Go through the data and copy every line in which "optional" appears.

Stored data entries
<<<<

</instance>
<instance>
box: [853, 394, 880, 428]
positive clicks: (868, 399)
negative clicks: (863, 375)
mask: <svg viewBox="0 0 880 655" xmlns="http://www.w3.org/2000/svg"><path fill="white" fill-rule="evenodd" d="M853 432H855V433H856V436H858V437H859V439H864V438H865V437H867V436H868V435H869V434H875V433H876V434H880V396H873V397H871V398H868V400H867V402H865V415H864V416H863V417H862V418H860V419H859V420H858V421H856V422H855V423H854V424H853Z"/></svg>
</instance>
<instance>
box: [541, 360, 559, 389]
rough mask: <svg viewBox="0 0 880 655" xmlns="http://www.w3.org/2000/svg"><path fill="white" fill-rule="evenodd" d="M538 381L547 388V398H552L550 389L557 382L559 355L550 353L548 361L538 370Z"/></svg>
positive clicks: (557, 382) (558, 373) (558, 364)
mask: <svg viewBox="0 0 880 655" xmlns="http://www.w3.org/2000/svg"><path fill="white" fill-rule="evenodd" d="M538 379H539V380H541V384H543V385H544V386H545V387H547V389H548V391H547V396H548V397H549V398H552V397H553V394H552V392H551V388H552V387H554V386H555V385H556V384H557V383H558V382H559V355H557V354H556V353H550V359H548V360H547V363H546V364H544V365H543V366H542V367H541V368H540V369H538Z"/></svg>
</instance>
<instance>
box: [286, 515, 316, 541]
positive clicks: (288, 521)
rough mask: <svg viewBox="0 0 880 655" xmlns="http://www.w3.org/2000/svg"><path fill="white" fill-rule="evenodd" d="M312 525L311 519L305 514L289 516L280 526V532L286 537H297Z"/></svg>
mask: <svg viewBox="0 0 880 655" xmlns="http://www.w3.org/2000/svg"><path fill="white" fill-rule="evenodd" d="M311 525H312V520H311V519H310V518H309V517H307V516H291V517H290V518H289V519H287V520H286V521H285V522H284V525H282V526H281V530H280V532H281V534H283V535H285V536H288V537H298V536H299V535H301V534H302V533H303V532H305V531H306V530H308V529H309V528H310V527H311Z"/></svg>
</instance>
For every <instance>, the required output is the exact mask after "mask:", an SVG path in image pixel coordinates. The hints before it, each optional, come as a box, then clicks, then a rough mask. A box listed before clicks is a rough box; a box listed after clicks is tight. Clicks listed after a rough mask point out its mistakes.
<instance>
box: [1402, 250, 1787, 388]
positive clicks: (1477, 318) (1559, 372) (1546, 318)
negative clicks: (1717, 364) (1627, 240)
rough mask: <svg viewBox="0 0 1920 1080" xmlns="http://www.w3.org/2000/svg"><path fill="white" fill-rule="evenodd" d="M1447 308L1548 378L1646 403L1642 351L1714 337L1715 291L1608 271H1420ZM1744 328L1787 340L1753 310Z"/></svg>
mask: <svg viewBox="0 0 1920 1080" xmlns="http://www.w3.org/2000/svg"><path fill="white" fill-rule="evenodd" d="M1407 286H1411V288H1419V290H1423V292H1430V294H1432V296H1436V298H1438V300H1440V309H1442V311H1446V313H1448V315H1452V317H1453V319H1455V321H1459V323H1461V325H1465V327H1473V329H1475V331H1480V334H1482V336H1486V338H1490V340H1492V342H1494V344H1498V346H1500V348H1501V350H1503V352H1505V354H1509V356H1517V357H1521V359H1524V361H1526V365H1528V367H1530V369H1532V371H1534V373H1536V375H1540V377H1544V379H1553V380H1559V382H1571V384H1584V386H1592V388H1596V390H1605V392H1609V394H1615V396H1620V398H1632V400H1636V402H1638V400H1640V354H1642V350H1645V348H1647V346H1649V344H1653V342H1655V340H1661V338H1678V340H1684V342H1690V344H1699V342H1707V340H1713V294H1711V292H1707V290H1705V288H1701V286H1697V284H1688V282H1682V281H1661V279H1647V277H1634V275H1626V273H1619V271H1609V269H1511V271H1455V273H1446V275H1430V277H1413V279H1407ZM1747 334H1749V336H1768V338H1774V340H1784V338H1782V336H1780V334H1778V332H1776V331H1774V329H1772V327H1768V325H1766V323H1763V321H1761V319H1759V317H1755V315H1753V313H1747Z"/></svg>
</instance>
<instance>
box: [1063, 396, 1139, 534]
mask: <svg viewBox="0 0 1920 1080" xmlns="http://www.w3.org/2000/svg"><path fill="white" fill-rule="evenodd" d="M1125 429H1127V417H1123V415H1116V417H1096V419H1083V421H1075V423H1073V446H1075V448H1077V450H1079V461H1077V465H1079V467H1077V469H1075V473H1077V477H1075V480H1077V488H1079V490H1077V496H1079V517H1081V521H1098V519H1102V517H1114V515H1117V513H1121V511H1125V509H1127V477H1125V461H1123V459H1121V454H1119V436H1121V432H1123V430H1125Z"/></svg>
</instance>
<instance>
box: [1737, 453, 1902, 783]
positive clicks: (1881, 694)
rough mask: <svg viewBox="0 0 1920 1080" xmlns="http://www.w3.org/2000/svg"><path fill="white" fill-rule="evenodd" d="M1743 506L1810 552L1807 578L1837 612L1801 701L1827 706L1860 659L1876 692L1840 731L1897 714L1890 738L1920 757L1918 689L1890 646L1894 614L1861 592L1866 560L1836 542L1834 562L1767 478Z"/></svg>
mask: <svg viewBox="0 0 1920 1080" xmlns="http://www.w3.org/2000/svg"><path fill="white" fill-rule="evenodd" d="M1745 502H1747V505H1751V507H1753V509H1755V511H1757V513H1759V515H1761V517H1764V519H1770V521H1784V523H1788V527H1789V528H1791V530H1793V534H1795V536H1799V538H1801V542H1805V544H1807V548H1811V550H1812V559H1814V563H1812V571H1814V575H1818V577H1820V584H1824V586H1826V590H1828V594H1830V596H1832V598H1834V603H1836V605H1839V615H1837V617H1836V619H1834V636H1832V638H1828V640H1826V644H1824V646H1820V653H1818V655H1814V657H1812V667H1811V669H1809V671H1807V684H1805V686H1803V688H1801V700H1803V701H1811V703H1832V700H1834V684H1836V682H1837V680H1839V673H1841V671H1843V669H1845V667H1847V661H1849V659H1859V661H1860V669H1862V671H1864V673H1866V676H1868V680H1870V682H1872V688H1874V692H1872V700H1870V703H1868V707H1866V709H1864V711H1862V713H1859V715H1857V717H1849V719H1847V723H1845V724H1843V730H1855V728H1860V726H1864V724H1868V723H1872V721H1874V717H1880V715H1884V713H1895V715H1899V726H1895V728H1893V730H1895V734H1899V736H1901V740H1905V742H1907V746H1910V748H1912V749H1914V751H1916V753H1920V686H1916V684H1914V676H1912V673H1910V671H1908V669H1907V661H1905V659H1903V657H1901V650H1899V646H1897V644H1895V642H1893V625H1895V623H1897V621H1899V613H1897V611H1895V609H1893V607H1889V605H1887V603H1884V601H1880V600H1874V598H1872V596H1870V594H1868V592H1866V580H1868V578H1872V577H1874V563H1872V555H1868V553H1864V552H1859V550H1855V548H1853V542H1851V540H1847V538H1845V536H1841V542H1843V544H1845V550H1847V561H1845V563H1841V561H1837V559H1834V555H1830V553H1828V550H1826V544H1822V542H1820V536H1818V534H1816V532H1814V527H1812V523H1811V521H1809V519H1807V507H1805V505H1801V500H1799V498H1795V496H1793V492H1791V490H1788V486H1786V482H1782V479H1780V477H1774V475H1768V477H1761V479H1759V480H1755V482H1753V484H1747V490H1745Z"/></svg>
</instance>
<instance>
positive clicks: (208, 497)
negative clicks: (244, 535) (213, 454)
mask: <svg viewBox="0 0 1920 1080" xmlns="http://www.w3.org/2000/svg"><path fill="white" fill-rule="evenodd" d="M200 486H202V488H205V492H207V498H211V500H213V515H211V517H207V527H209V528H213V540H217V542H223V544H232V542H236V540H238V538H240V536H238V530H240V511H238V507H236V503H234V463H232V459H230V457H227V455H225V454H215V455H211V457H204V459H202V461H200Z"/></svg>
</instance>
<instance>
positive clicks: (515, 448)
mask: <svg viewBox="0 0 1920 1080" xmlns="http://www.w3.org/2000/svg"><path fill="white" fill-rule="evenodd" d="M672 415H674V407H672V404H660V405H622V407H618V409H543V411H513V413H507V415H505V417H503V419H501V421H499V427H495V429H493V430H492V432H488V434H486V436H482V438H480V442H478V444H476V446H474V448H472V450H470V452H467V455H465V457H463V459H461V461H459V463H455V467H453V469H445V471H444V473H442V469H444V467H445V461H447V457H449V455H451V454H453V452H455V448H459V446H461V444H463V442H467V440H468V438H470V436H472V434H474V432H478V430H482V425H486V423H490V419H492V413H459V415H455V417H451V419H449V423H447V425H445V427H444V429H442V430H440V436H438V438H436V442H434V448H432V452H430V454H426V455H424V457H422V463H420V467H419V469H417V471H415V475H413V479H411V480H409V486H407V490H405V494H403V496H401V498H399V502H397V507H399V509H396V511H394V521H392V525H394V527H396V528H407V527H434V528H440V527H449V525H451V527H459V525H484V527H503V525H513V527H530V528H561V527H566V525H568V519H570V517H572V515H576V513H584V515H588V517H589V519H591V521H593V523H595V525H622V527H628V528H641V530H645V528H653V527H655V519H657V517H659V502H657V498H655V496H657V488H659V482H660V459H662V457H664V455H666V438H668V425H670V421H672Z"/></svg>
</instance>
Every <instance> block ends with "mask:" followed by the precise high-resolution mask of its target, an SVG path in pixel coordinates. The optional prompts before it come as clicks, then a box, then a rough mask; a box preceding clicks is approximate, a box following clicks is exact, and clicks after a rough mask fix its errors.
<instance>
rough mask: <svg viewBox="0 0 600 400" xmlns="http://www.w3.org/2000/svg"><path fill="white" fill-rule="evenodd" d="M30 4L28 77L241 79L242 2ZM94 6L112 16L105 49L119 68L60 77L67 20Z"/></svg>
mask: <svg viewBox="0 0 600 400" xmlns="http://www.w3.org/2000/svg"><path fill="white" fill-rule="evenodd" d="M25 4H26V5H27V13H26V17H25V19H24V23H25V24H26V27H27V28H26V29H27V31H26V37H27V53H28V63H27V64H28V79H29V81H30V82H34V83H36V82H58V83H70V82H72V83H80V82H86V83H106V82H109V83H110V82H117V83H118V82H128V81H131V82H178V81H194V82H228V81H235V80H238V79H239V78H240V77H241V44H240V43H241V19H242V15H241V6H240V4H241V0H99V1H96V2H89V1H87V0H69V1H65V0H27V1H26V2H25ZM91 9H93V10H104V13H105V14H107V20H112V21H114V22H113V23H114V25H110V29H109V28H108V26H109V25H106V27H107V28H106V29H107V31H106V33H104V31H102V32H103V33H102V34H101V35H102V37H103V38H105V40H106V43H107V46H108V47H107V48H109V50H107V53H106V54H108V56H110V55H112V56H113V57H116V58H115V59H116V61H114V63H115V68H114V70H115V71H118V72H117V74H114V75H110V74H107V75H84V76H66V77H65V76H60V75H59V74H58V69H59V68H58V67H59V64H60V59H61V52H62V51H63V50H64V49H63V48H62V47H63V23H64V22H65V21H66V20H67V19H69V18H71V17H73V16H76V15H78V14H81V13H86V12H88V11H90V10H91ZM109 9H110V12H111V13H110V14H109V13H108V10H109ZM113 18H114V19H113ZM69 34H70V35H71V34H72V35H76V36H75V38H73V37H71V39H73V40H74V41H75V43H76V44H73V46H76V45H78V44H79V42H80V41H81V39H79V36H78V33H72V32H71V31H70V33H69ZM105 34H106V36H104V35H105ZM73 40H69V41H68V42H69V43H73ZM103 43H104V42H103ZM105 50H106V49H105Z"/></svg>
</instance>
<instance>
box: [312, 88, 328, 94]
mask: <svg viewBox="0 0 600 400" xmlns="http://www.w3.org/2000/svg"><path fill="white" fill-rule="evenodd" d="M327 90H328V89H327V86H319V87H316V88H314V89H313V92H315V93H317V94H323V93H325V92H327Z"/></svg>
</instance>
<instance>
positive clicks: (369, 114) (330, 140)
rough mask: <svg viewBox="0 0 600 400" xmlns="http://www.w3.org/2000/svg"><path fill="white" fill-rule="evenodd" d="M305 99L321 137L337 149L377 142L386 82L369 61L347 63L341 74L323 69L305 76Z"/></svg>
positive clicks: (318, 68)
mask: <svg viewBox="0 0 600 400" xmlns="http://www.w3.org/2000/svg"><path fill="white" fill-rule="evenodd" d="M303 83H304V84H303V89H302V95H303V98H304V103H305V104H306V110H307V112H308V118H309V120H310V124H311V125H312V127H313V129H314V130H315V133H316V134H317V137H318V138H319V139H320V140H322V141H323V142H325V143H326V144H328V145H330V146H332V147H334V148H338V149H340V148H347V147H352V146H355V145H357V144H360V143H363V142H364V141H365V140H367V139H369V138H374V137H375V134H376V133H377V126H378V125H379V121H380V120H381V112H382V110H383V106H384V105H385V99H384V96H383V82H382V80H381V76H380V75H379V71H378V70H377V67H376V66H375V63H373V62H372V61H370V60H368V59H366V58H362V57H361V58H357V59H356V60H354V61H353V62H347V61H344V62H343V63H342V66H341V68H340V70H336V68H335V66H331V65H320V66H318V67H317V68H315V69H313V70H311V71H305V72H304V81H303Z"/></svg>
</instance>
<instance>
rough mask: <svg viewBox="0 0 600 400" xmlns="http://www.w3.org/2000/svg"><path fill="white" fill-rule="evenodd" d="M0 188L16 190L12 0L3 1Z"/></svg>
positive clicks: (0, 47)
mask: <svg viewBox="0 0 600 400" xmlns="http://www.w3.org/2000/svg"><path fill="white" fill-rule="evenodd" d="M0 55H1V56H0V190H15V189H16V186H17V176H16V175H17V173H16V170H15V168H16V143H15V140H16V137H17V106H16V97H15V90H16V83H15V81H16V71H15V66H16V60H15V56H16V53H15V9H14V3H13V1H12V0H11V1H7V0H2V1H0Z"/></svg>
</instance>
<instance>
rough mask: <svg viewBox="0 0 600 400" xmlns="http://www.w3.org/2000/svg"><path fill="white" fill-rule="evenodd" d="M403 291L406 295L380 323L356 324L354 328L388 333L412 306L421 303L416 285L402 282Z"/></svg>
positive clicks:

>>>>

> Solved exercise:
For every <instance>, the required output is the exact mask after "mask:", an SVG path in image pixel coordinates. The hints before it, each optional, come as a box, then clicks, then a rough mask. A box listed before clicks is a rough box; a box listed after clicks is tight. Clicks listed after a rough mask point out its mistakes.
Every <instance> block ends with "mask:" followed by the precise high-resolution mask of its target, an SVG path in pixel coordinates. The optional prompts before it come as clicks, then a box, then a rough mask; a box preceding clicks is approximate, a box following clicks is exact, and clicks after a rough mask fix its errors.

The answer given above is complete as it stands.